Change "cluster" to "group" in the data, starting with the line that contains "Q. Point out the cluster" and going on through the line that contains "pixel 962 593". Give back only those lines, with nothing else altered.

• _SUPPLIED DATA_:
——

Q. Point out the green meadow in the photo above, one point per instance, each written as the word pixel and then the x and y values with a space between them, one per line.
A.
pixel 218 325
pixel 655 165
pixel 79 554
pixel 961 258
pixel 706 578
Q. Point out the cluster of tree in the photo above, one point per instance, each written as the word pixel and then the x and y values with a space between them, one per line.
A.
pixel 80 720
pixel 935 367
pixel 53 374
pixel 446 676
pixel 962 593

——

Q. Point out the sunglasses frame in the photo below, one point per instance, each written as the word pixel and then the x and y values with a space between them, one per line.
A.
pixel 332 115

——

• _ANSWER IN FULL_:
Q. Point out the group of tree in the photo above, one point per instance, each written as the word pixel and then the x and y values with a space between them, one per line.
A.
pixel 80 720
pixel 935 367
pixel 53 374
pixel 446 676
pixel 962 593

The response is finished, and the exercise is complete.